**Extracted data**
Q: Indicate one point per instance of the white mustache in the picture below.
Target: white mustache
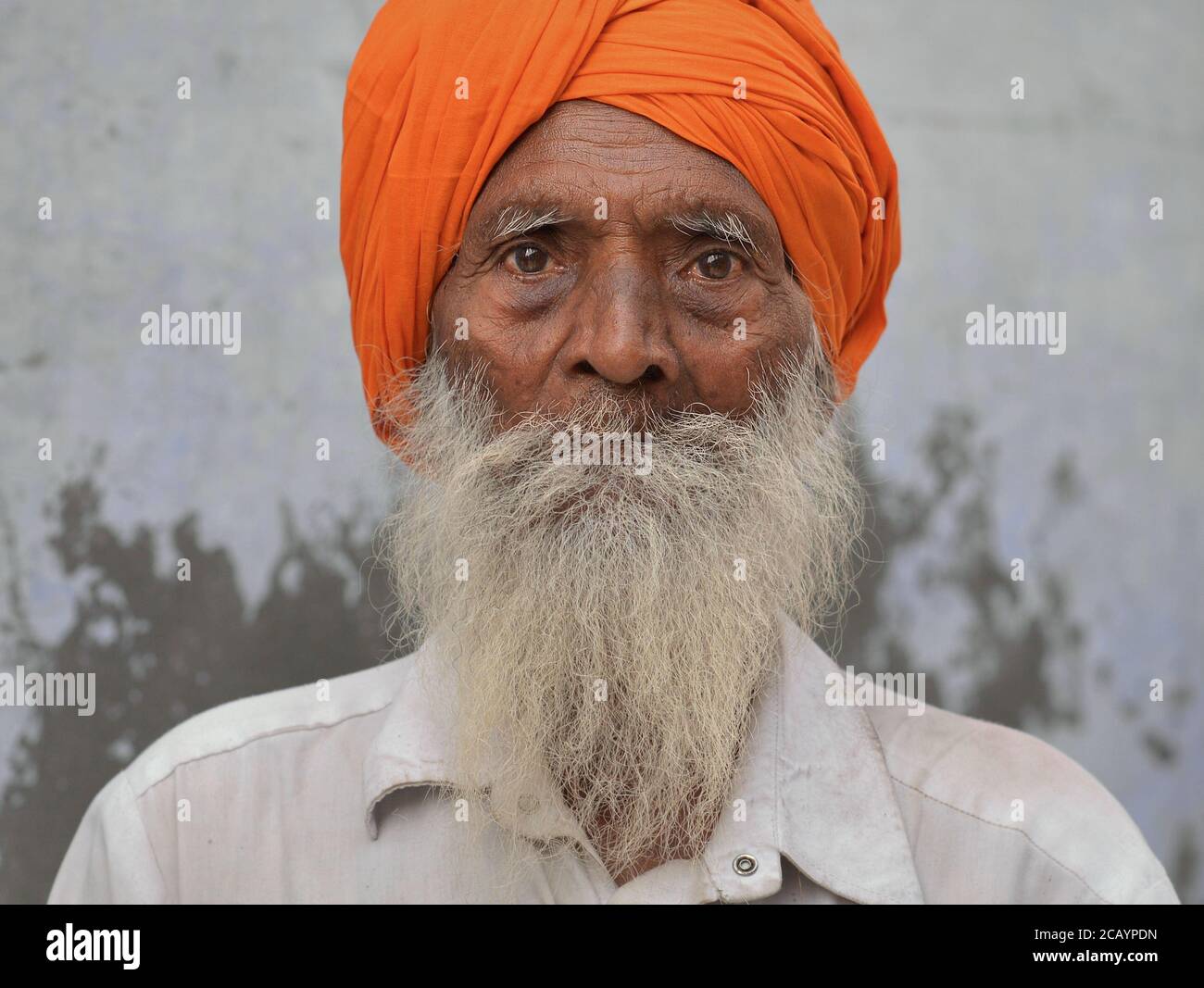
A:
(665, 586)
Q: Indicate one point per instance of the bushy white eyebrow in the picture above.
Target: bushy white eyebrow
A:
(725, 226)
(517, 220)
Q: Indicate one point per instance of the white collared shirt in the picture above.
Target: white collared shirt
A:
(287, 797)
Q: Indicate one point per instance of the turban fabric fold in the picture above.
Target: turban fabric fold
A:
(761, 83)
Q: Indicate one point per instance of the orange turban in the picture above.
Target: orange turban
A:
(759, 83)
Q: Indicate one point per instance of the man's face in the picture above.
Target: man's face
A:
(665, 585)
(650, 301)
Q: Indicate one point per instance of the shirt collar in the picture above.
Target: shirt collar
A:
(813, 786)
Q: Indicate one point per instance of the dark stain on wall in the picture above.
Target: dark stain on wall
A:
(164, 650)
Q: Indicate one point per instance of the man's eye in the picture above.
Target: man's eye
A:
(528, 259)
(717, 265)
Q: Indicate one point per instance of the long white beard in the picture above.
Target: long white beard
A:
(615, 627)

**To do**
Omit the pictures, then copy out all the data exactly as it stands.

**Response to the task**
Q: Indicate one point per instance of the white mustache in the picture below.
Target: white mustache
A:
(665, 586)
Q: Indicate one point per instance of the bushy white eyebrow in the picture above.
Target: bushy white eyebrow
A:
(725, 226)
(517, 220)
Q: Indicate one point per instance of the white collared shirt in the picture above.
Target: white collared shirt
A:
(287, 797)
Q: Indicate one point per instance of the turban fabric fold in the picture above.
Target: turban fabric fold
A:
(761, 83)
Q: Indicate one point per instance of the orange turban in the picture above.
Target: orange turban
A:
(759, 83)
Q: Indicate one point per instance of the man's face in the picture above.
Target: man's face
A:
(665, 585)
(650, 301)
Q: Indicate one point per instance of the shirt collar in the picture above.
Target: shirt collar
A:
(813, 786)
Q: Indicate one point per instance of the dark stain on wall in the picture above.
Target: dark stain on wall
A:
(164, 650)
Q: Indicate one point per instance of the man's eye in the picture above.
Target: man's eye
A:
(528, 259)
(717, 265)
Q: Indicate one point per instance of the long white beard in the picture above.
Target: long white beard
A:
(615, 627)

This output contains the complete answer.